## Textauszug
★ ★ ★ ★ ★

Samstag, 8. März 2014

Auf die Frage "Wie kann Gott sowas zulassen?"

Die Bloggerin e. legte ergreifend nahe, dass für ihren Mann einer der Hinderungsgründe zum Glauben zu finden die Frage ist, wie Gott so viel Leid zulassen kann, wo er doch Allmächtig und Allliebend ist.
Natürlich möchte ich mir nicht anmaßen auf diese Frage, welche Gläubige, Zweifelnde und Atheisten wohl seit ewigen Zeiten umtreibt, wirklich beantworten zu können. Ich kann nur wiedergeben, wie ich sie für mich beantworte und hoffe, da ist vielleicht etwas Brauchbares dabei.

Ich glaube, es gibt auf diese Frage nicht die eine Antwort, sondern eine ganze Staffel, und viele dieser Antworten sind nicht der Art, welche einfach zu akzeptieren sind oder toll gefunden werden.
Die unbefriedigendste ist das oft genutzte und kritisierte "Gottes Wege sind unergründlich". Warum rettet er nicht die junge Frau, die einem Vergewaltiger in die Hände fiel und der sie zu Tode foltert, aber eine 80jährige Lourdesfahrerin erhält wundersam einen Teil ihrer Gesundheit zurück?

★ ★ ★ ★ ★

## Untersuchte Daten
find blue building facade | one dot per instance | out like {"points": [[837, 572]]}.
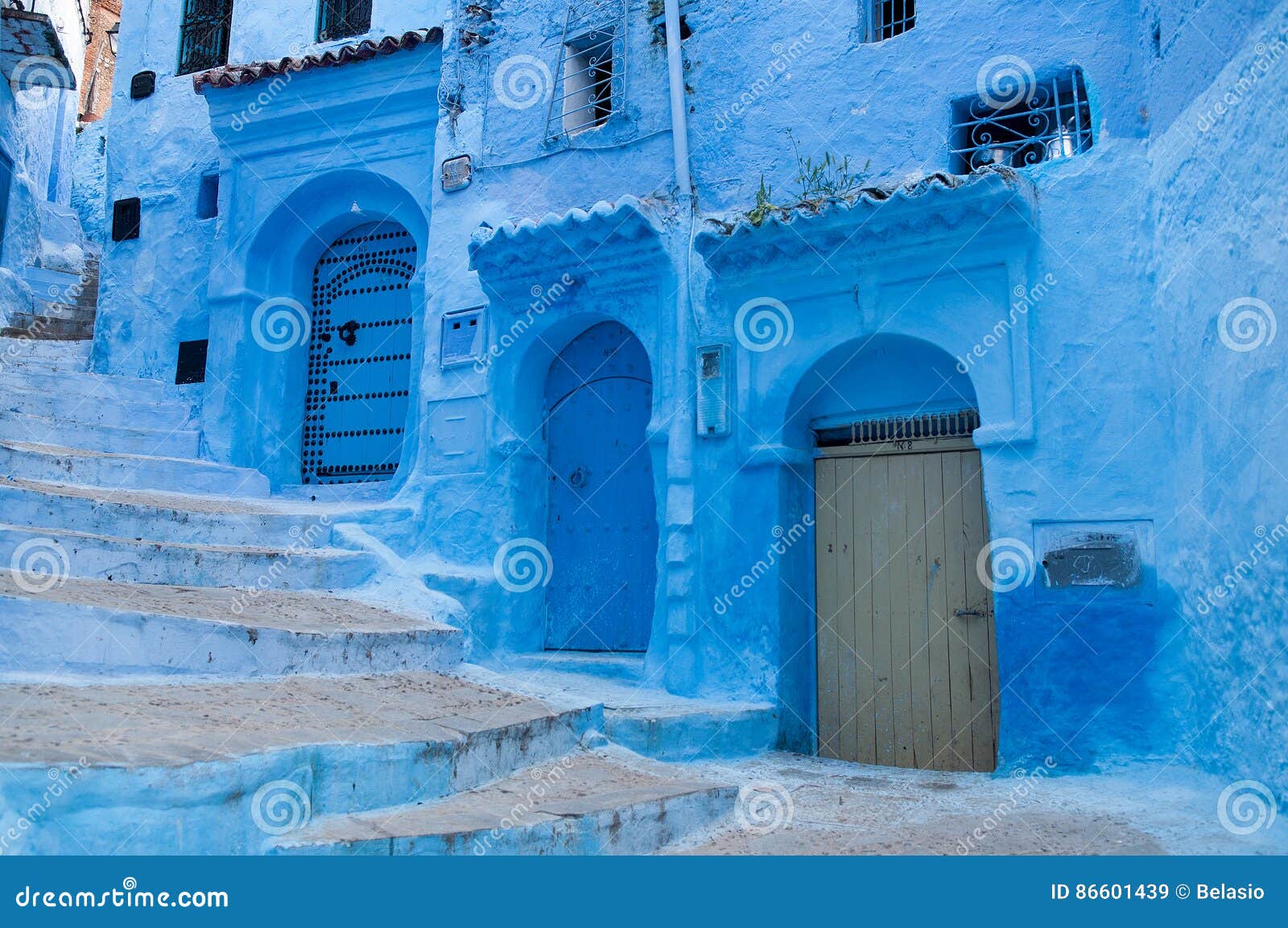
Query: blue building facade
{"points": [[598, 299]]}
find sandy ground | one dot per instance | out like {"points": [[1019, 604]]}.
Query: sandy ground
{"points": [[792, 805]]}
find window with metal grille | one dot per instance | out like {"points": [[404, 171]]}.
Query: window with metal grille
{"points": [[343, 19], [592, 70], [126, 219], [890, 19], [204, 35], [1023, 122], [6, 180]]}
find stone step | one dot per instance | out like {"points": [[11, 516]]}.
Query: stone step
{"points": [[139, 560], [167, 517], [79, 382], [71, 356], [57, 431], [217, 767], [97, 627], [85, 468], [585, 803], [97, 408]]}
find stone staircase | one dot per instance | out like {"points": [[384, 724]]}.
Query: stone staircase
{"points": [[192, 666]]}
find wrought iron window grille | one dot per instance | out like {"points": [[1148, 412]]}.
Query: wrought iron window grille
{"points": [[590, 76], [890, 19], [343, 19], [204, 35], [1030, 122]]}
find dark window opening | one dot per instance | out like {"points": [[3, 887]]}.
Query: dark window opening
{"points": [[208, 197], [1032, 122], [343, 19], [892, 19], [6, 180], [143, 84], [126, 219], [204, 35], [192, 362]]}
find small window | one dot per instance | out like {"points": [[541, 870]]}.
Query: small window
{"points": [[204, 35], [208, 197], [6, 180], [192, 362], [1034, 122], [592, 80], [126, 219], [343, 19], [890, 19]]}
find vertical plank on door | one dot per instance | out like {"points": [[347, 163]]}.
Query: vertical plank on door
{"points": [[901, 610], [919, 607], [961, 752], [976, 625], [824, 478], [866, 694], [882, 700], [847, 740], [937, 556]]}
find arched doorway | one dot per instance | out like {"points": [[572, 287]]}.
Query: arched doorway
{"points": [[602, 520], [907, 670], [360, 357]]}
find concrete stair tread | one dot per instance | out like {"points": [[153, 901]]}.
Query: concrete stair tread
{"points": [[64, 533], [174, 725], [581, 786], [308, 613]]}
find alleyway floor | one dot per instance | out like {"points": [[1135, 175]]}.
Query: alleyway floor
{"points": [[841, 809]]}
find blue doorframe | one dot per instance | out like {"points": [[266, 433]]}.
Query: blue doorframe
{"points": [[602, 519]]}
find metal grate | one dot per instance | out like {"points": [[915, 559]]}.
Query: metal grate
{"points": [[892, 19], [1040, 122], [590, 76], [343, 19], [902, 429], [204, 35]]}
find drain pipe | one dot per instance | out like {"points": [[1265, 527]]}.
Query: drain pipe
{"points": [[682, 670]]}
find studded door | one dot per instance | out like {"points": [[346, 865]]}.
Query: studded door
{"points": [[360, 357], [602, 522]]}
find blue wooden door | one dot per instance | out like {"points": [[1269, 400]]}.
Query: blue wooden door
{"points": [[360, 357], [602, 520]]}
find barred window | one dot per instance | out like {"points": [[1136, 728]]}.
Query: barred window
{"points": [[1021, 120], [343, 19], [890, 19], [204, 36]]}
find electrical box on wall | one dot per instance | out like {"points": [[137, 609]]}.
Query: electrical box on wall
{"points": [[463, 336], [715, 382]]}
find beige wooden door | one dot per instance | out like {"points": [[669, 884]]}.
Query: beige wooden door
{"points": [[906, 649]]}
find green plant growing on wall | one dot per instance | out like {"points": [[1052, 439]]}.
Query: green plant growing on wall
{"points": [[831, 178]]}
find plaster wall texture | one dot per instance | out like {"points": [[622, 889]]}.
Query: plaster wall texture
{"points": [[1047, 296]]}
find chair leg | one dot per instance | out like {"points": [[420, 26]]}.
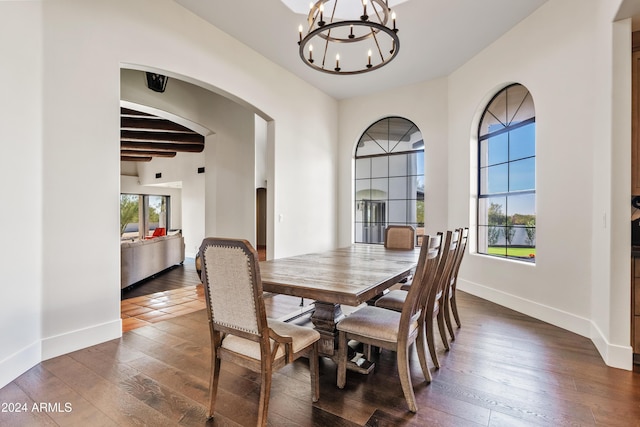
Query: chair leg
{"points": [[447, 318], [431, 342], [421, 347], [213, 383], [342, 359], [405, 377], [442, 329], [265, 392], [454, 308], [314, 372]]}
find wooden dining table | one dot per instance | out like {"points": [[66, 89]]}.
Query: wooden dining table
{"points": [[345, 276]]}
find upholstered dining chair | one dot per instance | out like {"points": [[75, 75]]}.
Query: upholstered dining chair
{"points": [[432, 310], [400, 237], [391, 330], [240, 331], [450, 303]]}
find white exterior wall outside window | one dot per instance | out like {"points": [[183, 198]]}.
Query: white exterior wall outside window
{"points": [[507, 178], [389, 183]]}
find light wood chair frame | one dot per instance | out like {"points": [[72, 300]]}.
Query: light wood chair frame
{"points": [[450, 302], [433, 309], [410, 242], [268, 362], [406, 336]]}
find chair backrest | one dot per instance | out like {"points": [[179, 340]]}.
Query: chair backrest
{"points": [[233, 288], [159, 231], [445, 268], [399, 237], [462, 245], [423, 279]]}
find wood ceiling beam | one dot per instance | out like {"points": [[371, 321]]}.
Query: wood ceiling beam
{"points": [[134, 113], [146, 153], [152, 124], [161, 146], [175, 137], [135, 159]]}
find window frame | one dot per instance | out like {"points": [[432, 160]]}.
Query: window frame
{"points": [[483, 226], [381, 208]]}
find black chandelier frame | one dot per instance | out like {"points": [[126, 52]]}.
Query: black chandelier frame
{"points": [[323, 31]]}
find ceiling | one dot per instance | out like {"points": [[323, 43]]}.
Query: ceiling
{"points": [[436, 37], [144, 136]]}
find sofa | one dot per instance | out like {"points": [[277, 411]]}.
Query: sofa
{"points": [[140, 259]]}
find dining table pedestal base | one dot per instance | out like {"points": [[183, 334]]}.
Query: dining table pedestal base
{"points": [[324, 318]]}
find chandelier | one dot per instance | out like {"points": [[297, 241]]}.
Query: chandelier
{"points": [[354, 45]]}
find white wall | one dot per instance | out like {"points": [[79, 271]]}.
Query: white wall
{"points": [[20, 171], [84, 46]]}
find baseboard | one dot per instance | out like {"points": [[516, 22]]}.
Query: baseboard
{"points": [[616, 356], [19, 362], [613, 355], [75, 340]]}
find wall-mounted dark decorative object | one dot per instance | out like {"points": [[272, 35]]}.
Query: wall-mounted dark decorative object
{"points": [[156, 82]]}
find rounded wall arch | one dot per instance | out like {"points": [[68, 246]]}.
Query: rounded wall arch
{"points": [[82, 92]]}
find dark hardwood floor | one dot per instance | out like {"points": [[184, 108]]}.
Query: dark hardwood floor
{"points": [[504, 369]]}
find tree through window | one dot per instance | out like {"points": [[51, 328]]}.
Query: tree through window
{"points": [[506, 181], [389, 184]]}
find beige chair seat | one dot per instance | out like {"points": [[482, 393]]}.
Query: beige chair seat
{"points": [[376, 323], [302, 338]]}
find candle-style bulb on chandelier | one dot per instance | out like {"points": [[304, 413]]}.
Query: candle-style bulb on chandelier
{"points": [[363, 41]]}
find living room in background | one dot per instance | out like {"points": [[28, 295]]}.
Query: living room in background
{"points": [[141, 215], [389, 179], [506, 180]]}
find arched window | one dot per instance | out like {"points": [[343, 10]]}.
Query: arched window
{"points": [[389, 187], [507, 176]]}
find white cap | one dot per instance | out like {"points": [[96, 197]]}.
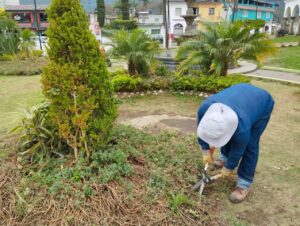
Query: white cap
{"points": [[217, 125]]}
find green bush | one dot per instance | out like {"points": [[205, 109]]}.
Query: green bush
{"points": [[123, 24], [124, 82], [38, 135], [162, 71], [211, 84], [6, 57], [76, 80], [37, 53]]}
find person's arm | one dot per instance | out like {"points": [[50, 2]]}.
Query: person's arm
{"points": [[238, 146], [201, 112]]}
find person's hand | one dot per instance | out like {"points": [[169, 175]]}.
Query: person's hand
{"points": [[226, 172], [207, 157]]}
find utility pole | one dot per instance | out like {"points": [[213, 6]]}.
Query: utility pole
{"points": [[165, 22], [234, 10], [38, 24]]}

★ ★ ★ ★ ★

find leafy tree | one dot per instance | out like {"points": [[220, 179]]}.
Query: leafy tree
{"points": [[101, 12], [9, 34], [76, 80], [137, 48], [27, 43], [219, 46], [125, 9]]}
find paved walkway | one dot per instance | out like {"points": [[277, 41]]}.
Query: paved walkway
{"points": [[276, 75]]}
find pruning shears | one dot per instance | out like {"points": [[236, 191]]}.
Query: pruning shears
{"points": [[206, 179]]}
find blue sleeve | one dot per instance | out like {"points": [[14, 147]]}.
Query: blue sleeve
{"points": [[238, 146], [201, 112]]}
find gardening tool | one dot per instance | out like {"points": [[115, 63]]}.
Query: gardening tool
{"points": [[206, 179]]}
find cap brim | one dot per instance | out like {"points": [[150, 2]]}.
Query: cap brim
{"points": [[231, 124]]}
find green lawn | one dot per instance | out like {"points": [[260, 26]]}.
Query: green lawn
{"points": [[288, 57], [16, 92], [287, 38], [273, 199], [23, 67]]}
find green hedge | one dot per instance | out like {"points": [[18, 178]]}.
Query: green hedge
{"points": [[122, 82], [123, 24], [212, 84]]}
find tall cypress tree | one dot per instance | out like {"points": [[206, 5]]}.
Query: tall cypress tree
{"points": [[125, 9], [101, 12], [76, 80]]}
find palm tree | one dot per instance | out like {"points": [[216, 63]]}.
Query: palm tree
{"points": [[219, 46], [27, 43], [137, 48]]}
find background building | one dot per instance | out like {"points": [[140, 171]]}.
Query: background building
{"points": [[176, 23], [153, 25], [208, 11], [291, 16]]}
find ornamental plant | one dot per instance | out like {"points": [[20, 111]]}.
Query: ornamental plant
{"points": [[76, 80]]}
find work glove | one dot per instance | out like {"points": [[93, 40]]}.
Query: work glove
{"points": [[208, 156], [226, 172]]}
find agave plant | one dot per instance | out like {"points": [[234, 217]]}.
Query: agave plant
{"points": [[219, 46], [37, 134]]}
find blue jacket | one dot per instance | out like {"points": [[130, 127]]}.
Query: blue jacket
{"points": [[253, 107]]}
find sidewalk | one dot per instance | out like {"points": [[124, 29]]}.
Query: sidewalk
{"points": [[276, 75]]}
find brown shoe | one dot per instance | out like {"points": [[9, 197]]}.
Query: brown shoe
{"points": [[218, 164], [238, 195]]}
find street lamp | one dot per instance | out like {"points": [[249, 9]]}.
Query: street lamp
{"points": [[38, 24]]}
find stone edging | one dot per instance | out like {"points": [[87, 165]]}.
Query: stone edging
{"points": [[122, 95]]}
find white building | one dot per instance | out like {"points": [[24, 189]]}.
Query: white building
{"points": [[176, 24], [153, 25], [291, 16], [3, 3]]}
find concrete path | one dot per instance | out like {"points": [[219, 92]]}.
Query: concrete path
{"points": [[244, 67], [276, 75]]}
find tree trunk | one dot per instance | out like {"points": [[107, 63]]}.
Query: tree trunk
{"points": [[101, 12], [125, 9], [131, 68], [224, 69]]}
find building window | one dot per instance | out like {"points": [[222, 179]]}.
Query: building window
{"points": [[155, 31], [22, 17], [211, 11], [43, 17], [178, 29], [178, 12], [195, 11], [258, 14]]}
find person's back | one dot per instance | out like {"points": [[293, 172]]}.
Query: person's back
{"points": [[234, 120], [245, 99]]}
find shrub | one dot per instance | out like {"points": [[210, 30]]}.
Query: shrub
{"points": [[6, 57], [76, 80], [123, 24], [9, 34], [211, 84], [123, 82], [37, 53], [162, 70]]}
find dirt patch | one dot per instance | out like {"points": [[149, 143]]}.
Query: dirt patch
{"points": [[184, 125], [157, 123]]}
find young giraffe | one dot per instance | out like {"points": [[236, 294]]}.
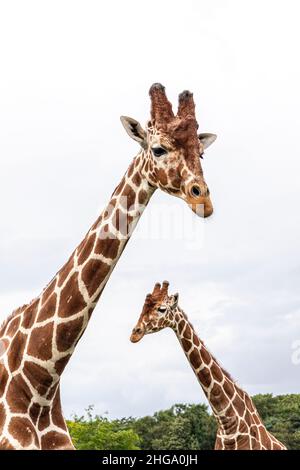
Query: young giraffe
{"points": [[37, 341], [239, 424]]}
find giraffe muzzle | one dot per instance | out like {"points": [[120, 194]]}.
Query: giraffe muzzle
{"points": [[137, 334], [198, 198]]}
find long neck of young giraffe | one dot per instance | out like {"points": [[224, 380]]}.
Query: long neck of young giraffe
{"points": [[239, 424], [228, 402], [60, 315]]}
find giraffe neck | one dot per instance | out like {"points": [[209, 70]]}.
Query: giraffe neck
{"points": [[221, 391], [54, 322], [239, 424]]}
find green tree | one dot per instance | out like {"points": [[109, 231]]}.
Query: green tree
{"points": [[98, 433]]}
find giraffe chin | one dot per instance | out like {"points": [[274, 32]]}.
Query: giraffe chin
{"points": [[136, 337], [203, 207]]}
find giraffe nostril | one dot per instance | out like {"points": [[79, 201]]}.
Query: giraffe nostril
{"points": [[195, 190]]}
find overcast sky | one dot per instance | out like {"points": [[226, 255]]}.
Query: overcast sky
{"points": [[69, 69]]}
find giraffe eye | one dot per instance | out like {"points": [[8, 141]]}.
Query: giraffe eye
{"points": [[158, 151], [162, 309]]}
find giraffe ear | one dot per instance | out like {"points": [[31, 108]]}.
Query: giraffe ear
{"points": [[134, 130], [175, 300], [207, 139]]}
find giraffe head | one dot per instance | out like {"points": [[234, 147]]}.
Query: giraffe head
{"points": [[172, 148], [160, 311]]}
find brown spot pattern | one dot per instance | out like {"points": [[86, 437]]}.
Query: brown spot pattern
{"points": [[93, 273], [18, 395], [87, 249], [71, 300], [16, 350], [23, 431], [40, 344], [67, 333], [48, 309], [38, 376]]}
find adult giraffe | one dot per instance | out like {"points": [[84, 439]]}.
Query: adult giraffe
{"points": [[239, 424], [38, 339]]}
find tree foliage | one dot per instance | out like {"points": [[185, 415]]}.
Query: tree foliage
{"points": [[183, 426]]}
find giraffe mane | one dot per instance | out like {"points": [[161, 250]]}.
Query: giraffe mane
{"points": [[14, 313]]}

★ ★ ★ ★ ★

## Aufgabe
Schreiben Sie den Textauszug zur Frage, wie Gott Leid zulassen kann, vollständig und Wort für Wort ab. Die Einträge spielen hierfür keine Rolle.

## Antwort
Samstag, 8. März 2014

Auf die Frage "Wie kann Gott sowas zulassen?"

Die Bloggerin e. legte ergreifend nahe, dass für ihren Mann einer der Hinderungsgründe zum Glauben zu finden die Frage ist, wie Gott so viel Leid zulassen kann, wo er doch Allmächtig und Allliebend ist.
Natürlich möchte ich mir nicht anmaßen auf diese Frage, welche Gläubige, Zweifelnde und Atheisten wohl seit ewigen Zeiten umtreibt, wirklich beantworten zu können. Ich kann nur wiedergeben, wie ich sie für mich beantworte und hoffe, da ist vielleicht etwas Brauchbares dabei.

Ich glaube, es gibt auf diese Frage nicht die eine Antwort, sondern eine ganze Staffel, und viele dieser Antworten sind nicht der Art, welche einfach zu akzeptieren sind oder toll gefunden werden.
Die unbefriedigendste ist das oft genutzte und kritisierte "Gottes Wege sind unergründlich". Warum rettet er nicht die junge Frau, die einem Vergewaltiger in die Hände fiel und der sie zu Tode foltert, aber eine 80jährige Lourdesfahrerin erhält wundersam einen Teil ihrer Gesundheit zurück?